The Master, Paul Thomas Anderson 2012

The Master
di Paul Thomas Anderson, 2012

“You look like you’ve traveled here.”
“How else do you get someplace?”

Non succede spesso, ma può succedere quando è nelle mani di un regista come Paul Thomas Anderson, che una decisione apparentemente tecnica divenga ben più che una dichiarazione d’intenti: così, la scelta di girare quasi interamente in 65mm (è la prima volta in un film di finzione dal 1996) è diventata quasi un seme tematico. Se Anderson vuole che sembri un film del periodo in cui è ambientato, non è certo un vezzo estetico: The Master è realizzato con una tecnologia considerata defunta, più che sorpassata, e lo splendore delle immagini risuona come un tuffo nel passato, un immacolato, definitivo sguardo su un cimitero di confusioni ideologiche che vanno a costituire le radici della società contemporanea.

Consegna: Ricopia dal testo su The Master il passo compreso tra "Non succede spesso, ma" e "della società contemporanea.", entrambi inclusi.

Dati estratti:
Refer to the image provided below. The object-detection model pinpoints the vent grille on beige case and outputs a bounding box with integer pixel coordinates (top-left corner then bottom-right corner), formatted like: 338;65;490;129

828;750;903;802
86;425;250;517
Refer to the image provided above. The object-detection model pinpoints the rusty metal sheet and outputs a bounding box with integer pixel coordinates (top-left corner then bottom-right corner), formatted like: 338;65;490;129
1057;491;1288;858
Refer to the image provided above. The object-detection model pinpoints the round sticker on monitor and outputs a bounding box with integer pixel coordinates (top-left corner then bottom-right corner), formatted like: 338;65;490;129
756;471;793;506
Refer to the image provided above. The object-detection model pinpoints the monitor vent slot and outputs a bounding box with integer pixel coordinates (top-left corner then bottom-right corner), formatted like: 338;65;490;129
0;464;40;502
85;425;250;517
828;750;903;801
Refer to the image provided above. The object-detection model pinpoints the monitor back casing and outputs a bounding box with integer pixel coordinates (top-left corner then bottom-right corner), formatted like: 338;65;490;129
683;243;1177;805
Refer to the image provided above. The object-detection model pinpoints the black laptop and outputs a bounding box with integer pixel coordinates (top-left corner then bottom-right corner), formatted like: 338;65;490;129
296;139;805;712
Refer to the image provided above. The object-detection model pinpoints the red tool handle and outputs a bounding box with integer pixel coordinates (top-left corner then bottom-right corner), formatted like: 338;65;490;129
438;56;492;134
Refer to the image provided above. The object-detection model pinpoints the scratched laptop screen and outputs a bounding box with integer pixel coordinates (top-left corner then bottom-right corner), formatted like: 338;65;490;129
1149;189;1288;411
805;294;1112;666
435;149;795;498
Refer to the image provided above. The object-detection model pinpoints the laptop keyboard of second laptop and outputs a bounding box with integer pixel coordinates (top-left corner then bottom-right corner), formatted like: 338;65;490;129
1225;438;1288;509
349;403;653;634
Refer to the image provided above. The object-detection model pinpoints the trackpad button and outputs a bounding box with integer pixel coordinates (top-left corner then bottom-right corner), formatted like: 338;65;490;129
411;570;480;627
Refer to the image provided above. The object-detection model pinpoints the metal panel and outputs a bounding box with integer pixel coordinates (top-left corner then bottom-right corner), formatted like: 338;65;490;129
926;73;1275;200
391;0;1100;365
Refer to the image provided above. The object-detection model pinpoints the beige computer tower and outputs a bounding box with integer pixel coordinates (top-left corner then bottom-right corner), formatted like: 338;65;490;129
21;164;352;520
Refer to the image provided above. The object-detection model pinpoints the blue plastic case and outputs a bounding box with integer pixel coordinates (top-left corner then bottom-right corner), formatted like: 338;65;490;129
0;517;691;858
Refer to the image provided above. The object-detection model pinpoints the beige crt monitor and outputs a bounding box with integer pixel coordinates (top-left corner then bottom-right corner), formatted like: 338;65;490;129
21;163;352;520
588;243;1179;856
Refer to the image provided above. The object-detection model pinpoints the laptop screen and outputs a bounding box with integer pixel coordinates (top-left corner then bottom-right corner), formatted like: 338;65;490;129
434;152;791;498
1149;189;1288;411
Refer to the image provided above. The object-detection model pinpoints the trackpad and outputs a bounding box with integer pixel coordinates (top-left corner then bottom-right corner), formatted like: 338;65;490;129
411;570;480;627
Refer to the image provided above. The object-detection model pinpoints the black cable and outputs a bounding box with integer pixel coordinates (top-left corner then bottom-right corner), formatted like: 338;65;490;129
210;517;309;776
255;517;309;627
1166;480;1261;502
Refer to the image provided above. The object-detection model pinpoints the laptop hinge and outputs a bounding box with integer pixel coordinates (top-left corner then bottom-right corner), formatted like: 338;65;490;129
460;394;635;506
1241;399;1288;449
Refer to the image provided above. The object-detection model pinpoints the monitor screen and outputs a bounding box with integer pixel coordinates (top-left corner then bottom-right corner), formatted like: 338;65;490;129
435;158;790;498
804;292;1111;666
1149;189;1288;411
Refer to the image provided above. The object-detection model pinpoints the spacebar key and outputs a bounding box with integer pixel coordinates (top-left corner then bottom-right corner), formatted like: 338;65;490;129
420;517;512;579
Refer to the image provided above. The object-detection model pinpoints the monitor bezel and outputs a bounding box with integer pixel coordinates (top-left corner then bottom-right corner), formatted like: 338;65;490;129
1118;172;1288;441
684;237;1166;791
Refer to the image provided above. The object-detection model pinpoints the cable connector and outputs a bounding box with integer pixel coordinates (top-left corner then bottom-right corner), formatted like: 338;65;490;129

Soluzione scritta:
Non succede spesso, ma può succedere quando è nelle mani di un regista come Paul Thomas Anderson, che una decisione apparentemente tecnica divenga ben più che una dichiarazione d’intenti: così, la scelta di girare quasi interamente in 65mm (è la prima volta in un film di finzione dal 1996) è diventata quasi un seme tematico. Se Anderson vuole che sembri un film del periodo in cui è ambientato, non è certo un vezzo estetico: The Master è realizzato con una tecnologia considerata defunta, più che sorpassata, e lo splendore delle immagini risuona come un tuffo nel passato, un immacolato, definitivo sguardo su un cimitero di confusioni ideologiche che vanno a costituire le radici della società contemporanea.